Records to use>
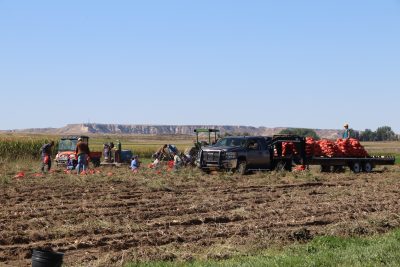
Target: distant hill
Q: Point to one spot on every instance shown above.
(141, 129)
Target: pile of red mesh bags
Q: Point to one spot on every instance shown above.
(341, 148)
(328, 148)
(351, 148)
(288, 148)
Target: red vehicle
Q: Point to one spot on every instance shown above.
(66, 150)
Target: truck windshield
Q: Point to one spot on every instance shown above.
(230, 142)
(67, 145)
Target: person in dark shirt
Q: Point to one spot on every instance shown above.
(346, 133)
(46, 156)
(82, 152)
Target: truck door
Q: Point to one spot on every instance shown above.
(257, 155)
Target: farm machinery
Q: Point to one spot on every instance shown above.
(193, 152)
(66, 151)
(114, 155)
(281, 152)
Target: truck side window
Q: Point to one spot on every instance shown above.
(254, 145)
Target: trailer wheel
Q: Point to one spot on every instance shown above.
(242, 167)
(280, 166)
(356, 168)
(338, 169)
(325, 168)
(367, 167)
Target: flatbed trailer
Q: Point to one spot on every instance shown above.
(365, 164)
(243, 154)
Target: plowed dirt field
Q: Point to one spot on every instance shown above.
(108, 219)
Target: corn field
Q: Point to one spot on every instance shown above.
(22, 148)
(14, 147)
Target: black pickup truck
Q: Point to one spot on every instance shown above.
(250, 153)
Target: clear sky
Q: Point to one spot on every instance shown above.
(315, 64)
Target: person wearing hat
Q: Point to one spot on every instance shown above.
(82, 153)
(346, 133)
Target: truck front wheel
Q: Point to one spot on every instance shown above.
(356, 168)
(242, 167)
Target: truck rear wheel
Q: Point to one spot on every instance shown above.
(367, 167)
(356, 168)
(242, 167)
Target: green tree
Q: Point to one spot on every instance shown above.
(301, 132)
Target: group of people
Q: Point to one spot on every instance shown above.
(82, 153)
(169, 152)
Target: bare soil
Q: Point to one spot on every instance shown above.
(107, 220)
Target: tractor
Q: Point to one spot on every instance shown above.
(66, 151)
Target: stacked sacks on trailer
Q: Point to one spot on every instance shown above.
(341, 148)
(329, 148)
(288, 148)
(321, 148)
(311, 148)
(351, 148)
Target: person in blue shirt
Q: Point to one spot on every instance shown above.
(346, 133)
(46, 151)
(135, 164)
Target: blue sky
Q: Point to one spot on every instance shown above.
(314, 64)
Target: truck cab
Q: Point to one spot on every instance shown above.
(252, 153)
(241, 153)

---

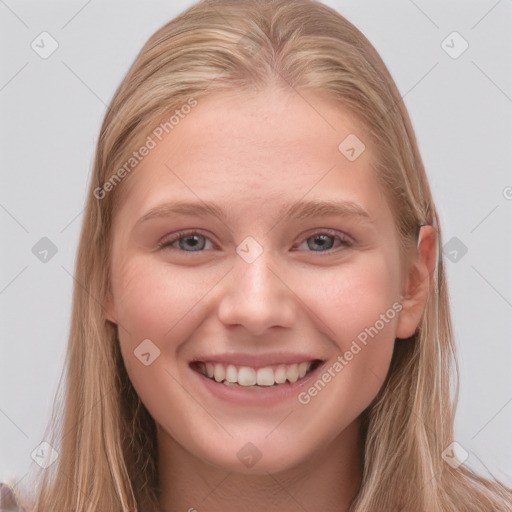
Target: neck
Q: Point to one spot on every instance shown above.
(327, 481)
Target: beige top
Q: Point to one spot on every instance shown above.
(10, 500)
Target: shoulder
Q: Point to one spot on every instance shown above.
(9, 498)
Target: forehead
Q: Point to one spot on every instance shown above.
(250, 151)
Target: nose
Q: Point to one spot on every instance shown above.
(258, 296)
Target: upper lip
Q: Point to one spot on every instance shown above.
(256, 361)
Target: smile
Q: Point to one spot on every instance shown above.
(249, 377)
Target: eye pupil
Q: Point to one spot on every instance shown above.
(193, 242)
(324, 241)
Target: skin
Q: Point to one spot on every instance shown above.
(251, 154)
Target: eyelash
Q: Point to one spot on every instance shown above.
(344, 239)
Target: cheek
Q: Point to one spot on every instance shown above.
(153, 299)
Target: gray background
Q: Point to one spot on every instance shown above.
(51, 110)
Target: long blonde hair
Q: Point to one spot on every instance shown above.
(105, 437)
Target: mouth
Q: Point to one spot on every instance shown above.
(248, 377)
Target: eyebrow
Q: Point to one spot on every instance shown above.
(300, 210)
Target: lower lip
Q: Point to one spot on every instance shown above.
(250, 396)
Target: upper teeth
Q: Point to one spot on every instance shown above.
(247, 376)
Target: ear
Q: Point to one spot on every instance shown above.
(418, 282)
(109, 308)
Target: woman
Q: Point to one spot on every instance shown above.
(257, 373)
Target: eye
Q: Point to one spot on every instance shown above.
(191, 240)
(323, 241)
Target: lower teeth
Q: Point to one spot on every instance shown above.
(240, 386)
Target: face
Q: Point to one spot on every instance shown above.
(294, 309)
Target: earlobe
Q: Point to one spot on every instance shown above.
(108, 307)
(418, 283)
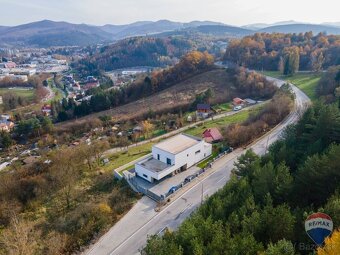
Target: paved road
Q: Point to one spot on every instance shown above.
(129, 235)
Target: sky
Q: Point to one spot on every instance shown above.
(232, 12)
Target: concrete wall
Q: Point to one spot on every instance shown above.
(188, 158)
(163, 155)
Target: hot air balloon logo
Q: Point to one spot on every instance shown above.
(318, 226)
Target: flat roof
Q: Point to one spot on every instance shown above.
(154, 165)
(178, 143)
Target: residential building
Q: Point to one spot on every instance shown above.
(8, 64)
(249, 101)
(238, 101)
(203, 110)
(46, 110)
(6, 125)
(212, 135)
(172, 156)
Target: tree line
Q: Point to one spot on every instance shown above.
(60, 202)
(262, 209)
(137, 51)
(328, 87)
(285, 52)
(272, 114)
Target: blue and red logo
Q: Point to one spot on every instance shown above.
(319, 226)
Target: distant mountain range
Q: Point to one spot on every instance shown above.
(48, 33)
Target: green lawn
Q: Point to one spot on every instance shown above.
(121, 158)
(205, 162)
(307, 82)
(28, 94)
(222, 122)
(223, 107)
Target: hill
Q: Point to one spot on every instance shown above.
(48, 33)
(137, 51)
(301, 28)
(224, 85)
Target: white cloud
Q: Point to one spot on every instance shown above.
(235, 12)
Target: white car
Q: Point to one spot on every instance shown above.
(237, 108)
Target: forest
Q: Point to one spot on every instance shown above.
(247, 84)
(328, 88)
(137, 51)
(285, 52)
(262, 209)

Required action>
Lines containing "logo" in the records above: how many are there? Give only the number.

Answer below>
2